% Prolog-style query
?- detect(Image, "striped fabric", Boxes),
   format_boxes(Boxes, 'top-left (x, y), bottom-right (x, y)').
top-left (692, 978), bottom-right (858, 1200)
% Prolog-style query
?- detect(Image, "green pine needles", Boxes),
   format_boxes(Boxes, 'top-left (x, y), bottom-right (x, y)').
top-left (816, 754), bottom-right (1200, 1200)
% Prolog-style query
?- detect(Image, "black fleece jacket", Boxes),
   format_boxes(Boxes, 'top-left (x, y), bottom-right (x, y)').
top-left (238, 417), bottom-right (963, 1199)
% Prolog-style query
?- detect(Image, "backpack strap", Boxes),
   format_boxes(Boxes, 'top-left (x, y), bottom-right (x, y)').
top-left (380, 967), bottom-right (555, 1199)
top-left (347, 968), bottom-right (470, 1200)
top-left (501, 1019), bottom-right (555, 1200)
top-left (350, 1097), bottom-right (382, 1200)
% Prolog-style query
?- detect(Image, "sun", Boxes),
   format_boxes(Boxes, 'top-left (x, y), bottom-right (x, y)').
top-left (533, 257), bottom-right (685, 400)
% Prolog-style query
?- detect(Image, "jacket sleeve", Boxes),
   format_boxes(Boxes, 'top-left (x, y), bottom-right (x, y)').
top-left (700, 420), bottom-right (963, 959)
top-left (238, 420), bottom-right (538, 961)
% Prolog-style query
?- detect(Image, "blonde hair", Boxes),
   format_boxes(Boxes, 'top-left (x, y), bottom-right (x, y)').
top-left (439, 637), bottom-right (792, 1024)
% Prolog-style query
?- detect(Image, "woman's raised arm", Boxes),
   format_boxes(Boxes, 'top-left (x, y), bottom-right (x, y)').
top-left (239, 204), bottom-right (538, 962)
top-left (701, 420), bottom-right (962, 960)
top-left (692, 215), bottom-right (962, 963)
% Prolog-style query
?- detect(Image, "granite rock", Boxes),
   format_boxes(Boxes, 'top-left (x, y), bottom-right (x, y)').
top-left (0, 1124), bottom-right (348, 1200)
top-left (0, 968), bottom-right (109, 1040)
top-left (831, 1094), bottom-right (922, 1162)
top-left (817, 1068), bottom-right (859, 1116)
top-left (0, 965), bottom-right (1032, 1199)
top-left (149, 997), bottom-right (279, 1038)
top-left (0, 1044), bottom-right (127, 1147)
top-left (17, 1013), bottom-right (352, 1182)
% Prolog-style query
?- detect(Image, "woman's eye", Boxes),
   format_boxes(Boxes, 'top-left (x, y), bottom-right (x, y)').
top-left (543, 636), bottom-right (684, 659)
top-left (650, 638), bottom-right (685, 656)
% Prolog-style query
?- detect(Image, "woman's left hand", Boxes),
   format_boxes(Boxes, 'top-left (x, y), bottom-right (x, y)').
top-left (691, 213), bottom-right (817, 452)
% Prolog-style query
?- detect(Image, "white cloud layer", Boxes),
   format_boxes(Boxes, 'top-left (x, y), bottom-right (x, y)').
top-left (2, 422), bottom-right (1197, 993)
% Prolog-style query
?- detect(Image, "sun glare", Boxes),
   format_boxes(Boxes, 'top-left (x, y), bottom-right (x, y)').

☆ ☆ ☆ ☆

## What the task requires
Return every line in the records that includes the string "woman".

## Solution for this problem
?- detect(Image, "woman's raised arm", Boxes),
?- detect(Image, "woman's eye", Boxes),
?- detect(Image, "woman's left hand", Boxes),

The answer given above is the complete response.